By the standards of Peter Jackson’s “Hobbit” series—not, by any stretch of the imagination, the equal of his “Lord of the Rings” trilogy—“The Battle of the Five Armies” isn’t bad. In fact, it’s the best of the lot, provided that you don’t mind watching roughly two hours of sustained CGI battle scenes (including a few one-on-one confrontations tossed in for variety’s sake) without much else to intrude on the mayhem. Despite the frenetic action, it’s actually easier on the eye than the previous installments, the first of which suffered from the still-imperfect 48-frames-per-second 3D format.

The movie picks up exactly where “The Desolation of Smaug” left off, with the dragon attacking the human-populated Laketown, whose buildings are incinerated or crushed while the residents attempt to flee, at times successfully. Only bowman Bard (Luke Evans) chooses to try to bring the beast down, assisted by his equally courageous son Bain (John Bell). Meanwhile the band of dwarves led by Prince Thorin (Richard Armitage) have taken possession of Smaug’s treasure within the Lonely Mountain that dominates the kingdom of Erebor, and Thorin, increasingly possessed by the greed the gold induces, grows despotic, refusing to share the hoard with anyone and demanding that his fellow dwarves find the much-desired Arkinstone. His personality change distresses peaceable Bilbo Baggins (Martin Freeman), the hobbit who’s accompanied the dwarves at the behest of Gandalf (Ian McKellen), and has in fact discovered the stone, though he keeps it to himself.

Soon elf king Thranduil (Lee Pace) shows up with his army to demand that Thorin hand over some jewels that are part of Smaug’s trove. Bard tries to mediate, but much to Bilbo’s unease Thorin refuses any compromise. The forces of Thranduil and Bard prepare to assault the mountain fortress, but Gandalf, freed from captivity through the intervention of Galadriel (Cate Blanchett) and Saruman (Christopher Lee), arrives to warn of the approach of a huge orc army led by Azog (Manu Bennett) that they must face together. The engagement is further swelled by a dwarf host led by Dain (Billy Connolly), and eventually by a flying squadron of Great Eagles led by Radagast (Sylvester McCoy).

While all this tumult is going on, Thorin must overcome his lust for power to join the fray, while the romantic triangle involving elf bowman Legolas (Orlando Bloom), lovely Tauriel (Evangeline Lilly) and dwarf Kili (Aidan Turner) will be decided as the three engage in combat against some brutish orcs. And, of course, the narrative must be taken to the point where it can act as a springboard to the “Rings” trilogy, while Bilbo’s return to the shire has to be added as a genial postscript, which allows for the brief return of Ian Holm as his older self, always an ingratiating sight.

It will aid your enjoyment of “The Battle of Five Armies,” of course, if you recognize all the curious characters named above and understand their relationships and past encounters. But even if you don’t, the movie still can entertain with its virtually non-stop action set-pieces, which are meticulously choreographed and rendered with Jackson’s customarily exquisite CGI work, though they do tend to go on to the point of near-exhaustion, especially since the addition of one new contingent after another can grow wearisome. One can also appreciate the sweetness of Freeman’s performance , and some might find Armitage’s stentorian Thorin impressive, though there’s more than a hint of low-grade Shakespeare in his ravings. A few might even be amused by Ryan Gage’s sniveling Alfrid, the erstwhile aide to Laketown’s mayor (Stephen Fry, in what amounts to a cameo), although most will probably find his antics more grating than funny. Otherwise the actors—even the hammy McKellen—play second fiddle to the visuals.
━━━━━━━━━━━━━━━━━━━━━━━━━━━━━━
=== STATED TASK ===
Decide whether each statement agrees with the review above, answering yes or no and quoting the exact words of the review that settle it: 1. Bilbo has discovered the Arkinstone. 2. Gandalf leads the Great Eagles into the battle. 3. The first installment of the series used a 48-frames-per-second 3D format.

Object position labeling data
━━━━━━━━━━━━━━━━━━━━━━━━━━━━━━
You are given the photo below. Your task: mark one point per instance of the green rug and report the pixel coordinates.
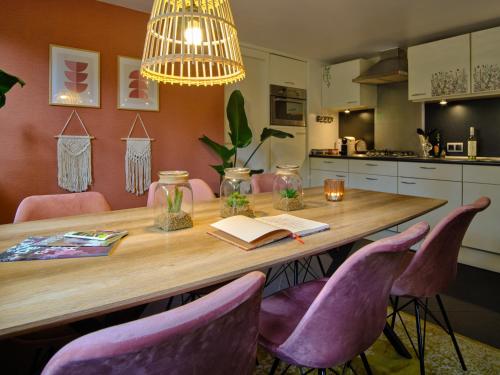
(440, 356)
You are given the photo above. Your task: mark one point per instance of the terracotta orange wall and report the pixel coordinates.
(28, 162)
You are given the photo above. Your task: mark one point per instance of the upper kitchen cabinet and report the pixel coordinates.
(485, 59)
(284, 71)
(439, 69)
(339, 92)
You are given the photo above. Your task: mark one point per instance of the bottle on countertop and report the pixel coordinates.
(472, 144)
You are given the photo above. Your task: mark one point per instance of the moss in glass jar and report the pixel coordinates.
(289, 200)
(174, 218)
(237, 204)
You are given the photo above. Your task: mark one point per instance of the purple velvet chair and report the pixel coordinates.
(38, 207)
(327, 322)
(216, 334)
(431, 270)
(262, 183)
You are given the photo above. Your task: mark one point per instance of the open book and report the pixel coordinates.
(248, 233)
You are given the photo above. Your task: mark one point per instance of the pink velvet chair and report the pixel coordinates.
(38, 207)
(327, 322)
(433, 268)
(216, 334)
(262, 183)
(201, 192)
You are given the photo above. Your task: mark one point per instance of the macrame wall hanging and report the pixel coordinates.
(74, 166)
(138, 161)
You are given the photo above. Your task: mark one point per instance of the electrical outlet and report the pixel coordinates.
(455, 147)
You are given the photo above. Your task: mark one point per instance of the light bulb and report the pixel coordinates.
(193, 34)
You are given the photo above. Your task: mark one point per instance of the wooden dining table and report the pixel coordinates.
(150, 265)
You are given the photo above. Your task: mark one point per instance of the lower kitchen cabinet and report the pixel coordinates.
(318, 177)
(448, 190)
(484, 231)
(385, 184)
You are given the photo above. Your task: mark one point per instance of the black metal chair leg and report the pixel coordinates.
(419, 338)
(366, 365)
(394, 310)
(450, 331)
(274, 366)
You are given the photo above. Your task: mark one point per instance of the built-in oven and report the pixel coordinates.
(288, 106)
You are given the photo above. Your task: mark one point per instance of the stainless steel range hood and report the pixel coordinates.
(392, 67)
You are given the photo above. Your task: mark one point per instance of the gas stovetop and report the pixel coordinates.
(391, 153)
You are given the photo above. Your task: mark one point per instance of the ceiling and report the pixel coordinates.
(336, 30)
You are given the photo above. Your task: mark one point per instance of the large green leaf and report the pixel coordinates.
(224, 153)
(268, 132)
(6, 83)
(239, 131)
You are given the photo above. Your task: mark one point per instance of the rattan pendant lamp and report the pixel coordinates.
(192, 42)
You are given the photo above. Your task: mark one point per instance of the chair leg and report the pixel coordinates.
(394, 310)
(366, 365)
(274, 366)
(419, 338)
(450, 331)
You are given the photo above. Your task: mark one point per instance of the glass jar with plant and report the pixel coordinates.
(236, 196)
(287, 188)
(173, 207)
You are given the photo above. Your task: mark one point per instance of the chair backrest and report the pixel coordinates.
(201, 192)
(216, 334)
(434, 265)
(262, 183)
(349, 313)
(38, 207)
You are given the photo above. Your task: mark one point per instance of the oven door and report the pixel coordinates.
(287, 111)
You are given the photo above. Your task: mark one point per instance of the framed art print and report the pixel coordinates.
(74, 77)
(134, 91)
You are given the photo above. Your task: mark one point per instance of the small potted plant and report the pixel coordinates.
(237, 204)
(289, 200)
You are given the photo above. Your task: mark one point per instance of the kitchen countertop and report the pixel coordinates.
(449, 160)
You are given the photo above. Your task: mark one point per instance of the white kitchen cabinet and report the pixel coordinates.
(318, 177)
(439, 69)
(384, 184)
(483, 232)
(447, 190)
(340, 93)
(285, 71)
(485, 60)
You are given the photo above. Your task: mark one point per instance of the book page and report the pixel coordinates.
(297, 225)
(244, 228)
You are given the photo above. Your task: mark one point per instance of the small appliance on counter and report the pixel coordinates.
(346, 145)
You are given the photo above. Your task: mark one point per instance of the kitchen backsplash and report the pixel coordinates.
(358, 124)
(454, 120)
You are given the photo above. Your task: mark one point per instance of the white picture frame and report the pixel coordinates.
(74, 77)
(135, 92)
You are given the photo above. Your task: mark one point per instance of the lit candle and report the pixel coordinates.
(334, 190)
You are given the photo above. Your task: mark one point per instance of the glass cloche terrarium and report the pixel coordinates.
(287, 188)
(173, 206)
(236, 197)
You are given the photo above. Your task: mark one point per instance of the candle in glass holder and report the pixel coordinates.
(334, 190)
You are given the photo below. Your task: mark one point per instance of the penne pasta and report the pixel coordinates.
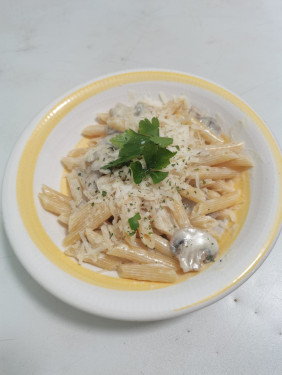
(129, 195)
(142, 256)
(148, 272)
(107, 262)
(95, 131)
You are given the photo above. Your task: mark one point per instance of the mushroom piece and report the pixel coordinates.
(193, 248)
(212, 124)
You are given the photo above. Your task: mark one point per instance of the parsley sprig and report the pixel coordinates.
(147, 144)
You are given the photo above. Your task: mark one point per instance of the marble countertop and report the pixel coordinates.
(46, 48)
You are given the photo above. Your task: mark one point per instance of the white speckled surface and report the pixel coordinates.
(46, 48)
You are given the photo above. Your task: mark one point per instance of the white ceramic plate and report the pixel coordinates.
(36, 235)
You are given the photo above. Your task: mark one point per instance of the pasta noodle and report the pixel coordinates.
(116, 224)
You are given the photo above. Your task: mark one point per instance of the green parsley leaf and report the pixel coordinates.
(156, 157)
(133, 223)
(146, 143)
(158, 176)
(149, 128)
(138, 172)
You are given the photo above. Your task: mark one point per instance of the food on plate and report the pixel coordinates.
(153, 177)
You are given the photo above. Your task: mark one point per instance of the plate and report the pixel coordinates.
(36, 236)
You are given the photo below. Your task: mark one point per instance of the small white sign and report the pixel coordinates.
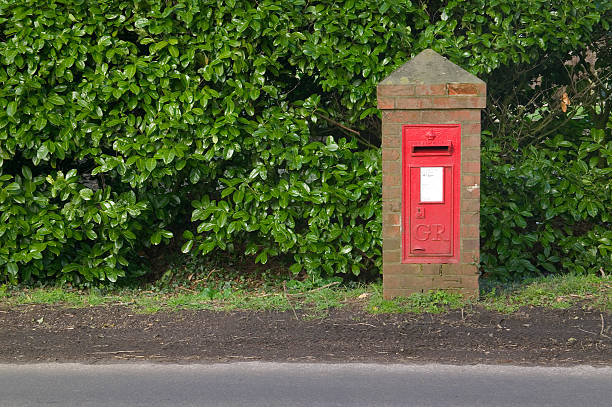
(432, 184)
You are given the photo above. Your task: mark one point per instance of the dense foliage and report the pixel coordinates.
(241, 126)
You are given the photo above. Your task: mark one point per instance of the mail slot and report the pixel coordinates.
(431, 158)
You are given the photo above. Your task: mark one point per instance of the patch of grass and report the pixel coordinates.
(557, 291)
(314, 298)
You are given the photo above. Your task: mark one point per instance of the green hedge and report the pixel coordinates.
(222, 125)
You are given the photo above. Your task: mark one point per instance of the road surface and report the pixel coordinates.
(274, 384)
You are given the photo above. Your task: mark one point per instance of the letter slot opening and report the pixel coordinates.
(431, 150)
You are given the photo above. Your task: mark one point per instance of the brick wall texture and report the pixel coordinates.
(431, 104)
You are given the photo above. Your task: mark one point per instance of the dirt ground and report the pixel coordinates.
(114, 333)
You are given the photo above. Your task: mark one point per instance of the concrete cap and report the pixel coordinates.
(430, 68)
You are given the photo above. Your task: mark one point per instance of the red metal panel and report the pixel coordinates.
(431, 160)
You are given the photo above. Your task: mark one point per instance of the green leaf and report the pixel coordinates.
(86, 194)
(11, 108)
(130, 71)
(156, 238)
(150, 164)
(187, 246)
(57, 100)
(262, 257)
(27, 173)
(12, 268)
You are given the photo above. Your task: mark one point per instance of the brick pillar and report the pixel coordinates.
(431, 90)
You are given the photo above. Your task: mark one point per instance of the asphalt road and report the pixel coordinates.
(273, 384)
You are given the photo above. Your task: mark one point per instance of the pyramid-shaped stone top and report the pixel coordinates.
(430, 68)
(430, 81)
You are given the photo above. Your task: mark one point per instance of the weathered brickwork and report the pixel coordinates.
(417, 94)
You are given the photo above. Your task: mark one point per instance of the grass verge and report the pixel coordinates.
(315, 299)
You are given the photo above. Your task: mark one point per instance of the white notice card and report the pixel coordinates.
(432, 184)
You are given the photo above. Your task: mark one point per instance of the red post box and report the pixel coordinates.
(431, 159)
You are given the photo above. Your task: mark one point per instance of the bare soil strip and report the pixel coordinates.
(533, 336)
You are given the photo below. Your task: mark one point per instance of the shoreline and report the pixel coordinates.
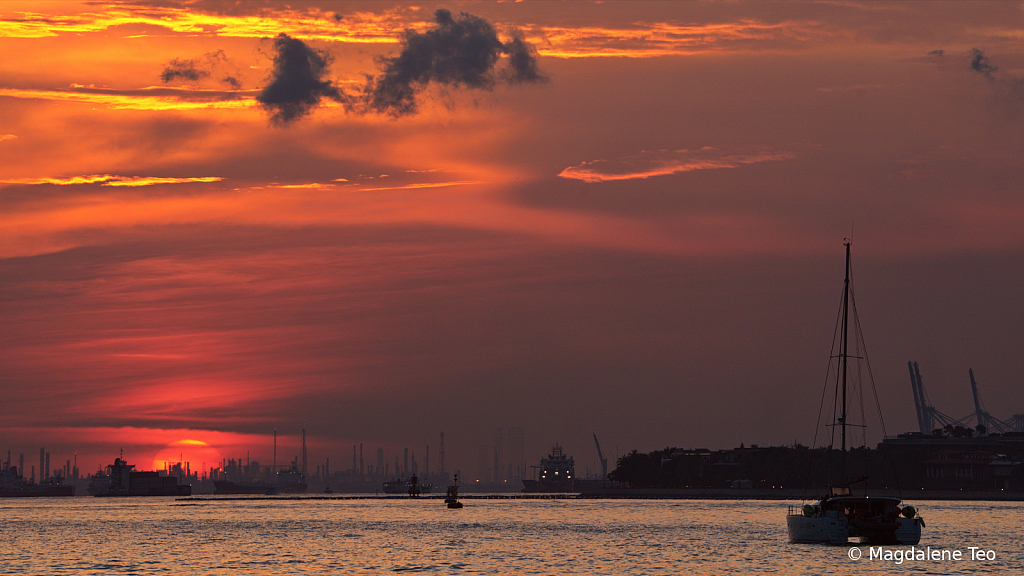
(793, 495)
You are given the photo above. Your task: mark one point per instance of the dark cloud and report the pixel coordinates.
(297, 83)
(195, 70)
(459, 51)
(979, 63)
(183, 70)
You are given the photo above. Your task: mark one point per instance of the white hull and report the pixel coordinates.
(835, 529)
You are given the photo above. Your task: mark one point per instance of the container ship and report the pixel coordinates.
(12, 485)
(289, 481)
(120, 480)
(557, 474)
━━━━━━━━━━━━━━━━━━━━━━━━━━━━━━
=== SOLUTION TO THE PROBLEM ===
1. Yes: "has in fact discovered the stone, though he keeps it to himself"
2. No: "a flying squadron of Great Eagles led by Radagast (Sylvester McCoy)"
3. Yes: "the first of which suffered from the still-imperfect 48-frames-per-second 3D format"